(Exercise description):
Give the lines again exactly, from the one holding "Where can the man be" to the last line of the listing below, both ends included and nothing added.

(Recorded data):
━━━━

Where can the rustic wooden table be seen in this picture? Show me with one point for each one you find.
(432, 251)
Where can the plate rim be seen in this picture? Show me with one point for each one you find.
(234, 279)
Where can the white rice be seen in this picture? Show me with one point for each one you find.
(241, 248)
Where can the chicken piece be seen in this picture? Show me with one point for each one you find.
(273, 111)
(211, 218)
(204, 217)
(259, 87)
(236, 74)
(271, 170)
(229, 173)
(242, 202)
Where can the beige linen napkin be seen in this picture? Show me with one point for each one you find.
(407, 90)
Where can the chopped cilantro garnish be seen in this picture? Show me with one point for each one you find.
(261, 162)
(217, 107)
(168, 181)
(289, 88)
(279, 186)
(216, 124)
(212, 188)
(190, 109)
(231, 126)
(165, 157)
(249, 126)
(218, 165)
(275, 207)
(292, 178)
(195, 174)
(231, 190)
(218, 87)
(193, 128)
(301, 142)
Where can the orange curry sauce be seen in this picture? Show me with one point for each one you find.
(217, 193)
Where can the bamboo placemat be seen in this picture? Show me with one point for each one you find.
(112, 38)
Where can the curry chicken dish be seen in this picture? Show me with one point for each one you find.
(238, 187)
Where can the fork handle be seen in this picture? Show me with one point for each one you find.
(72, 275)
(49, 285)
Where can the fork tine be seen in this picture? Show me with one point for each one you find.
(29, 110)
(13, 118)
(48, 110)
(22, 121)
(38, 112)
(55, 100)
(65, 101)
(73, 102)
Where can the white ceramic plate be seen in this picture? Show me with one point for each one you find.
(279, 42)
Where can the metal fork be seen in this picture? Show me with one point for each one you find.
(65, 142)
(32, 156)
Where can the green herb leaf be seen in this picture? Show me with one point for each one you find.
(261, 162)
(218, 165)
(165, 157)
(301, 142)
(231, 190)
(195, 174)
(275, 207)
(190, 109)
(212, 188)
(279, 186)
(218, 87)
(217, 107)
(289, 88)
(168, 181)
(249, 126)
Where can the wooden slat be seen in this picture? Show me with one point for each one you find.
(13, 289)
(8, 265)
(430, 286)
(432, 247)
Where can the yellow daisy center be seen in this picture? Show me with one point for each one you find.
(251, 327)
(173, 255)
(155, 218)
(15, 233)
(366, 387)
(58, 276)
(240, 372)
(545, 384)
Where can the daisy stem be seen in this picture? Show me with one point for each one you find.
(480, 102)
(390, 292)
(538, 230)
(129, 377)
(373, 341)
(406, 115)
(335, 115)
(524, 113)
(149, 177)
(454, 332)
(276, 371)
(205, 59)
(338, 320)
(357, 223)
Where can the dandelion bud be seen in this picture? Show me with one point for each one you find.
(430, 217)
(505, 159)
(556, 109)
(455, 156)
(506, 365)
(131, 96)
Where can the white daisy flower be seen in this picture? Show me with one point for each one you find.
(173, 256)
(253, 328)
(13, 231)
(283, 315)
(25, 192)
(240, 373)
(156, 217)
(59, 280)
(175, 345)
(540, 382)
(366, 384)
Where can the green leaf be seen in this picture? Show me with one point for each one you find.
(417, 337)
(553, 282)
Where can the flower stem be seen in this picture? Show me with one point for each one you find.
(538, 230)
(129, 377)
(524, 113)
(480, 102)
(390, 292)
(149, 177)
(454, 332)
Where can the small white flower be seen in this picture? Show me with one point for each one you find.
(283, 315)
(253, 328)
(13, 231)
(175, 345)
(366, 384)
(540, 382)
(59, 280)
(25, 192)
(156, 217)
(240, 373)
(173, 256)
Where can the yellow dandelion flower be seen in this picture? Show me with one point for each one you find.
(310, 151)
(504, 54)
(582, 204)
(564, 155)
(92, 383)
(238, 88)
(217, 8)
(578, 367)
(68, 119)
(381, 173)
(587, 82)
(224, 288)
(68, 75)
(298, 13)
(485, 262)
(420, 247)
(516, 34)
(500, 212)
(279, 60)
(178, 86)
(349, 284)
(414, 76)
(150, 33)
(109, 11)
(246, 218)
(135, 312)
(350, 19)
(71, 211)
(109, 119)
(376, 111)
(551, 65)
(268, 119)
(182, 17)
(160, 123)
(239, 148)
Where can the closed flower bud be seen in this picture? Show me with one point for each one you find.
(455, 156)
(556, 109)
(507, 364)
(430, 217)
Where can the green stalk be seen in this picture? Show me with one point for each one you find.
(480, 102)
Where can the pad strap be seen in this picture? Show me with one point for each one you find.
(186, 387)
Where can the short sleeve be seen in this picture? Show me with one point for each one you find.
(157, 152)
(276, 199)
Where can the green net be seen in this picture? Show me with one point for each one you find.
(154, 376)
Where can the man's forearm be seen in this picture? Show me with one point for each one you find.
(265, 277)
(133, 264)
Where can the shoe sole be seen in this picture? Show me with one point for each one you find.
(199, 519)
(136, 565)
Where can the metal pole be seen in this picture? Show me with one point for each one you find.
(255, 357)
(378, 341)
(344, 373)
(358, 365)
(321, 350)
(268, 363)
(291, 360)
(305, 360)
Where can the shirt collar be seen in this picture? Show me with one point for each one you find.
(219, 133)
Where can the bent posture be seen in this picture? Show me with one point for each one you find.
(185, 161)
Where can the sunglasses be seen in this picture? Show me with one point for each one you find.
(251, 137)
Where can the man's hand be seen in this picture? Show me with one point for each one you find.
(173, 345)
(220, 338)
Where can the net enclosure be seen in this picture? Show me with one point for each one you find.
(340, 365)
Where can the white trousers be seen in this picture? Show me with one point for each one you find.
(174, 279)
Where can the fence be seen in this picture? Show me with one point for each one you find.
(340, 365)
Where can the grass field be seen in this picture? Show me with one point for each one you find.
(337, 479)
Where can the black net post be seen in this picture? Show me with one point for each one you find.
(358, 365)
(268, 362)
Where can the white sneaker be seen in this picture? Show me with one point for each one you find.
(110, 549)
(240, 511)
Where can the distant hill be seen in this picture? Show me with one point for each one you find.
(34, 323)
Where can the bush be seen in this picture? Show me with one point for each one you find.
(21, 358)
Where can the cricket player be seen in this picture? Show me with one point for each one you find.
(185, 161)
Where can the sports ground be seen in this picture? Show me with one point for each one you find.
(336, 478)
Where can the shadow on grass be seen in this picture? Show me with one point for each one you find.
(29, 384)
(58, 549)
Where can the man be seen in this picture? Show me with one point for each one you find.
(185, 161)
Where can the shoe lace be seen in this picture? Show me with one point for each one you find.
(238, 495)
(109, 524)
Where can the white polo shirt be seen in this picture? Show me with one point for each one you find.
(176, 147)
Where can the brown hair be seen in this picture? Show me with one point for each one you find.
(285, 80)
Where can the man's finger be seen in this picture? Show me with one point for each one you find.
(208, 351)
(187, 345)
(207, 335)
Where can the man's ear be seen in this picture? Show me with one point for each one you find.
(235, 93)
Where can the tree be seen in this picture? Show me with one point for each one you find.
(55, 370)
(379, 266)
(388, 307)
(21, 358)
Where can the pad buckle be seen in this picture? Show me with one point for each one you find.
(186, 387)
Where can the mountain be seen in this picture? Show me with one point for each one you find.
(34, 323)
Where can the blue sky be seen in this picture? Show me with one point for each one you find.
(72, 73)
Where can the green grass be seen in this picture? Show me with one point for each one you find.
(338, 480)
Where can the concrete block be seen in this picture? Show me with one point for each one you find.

━━━━

(Result below):
Where can the man be seen in this picture? Show me with one point for each one you find.
(185, 161)
Where can the shoe lace be seen in this picture? Show me with one point for each one you find.
(238, 495)
(109, 524)
Where can the white polo shirt be seen in this picture? Show me with one point for each one you find.
(176, 147)
Where can the brown hair be seen in this picture? Show me with one point for each one you find.
(285, 80)
Where can the man's finger be seen in this picture? Show me with one point for each one you find.
(208, 351)
(187, 345)
(207, 335)
Where can the man's ear be seen in this picture? Show me with one point for each one you find.
(235, 93)
Where can the tree be seen in this picture? Show me with one point for each one you find.
(55, 370)
(379, 266)
(388, 307)
(21, 358)
Where can the pad buckle be seen in this picture? Show me with one point for each one you find.
(186, 387)
Where can the mountain be seen in this picture? Show me with one point for each one you find.
(34, 323)
Where can the blue sky be seen in this picture? Show me with one point for each one you find.
(72, 73)
Where can the green grass be seen in this picture? Show me with one point for each one you find.
(338, 480)
Where can the concrete block be seen in this picture? Show me with one point for each one you find.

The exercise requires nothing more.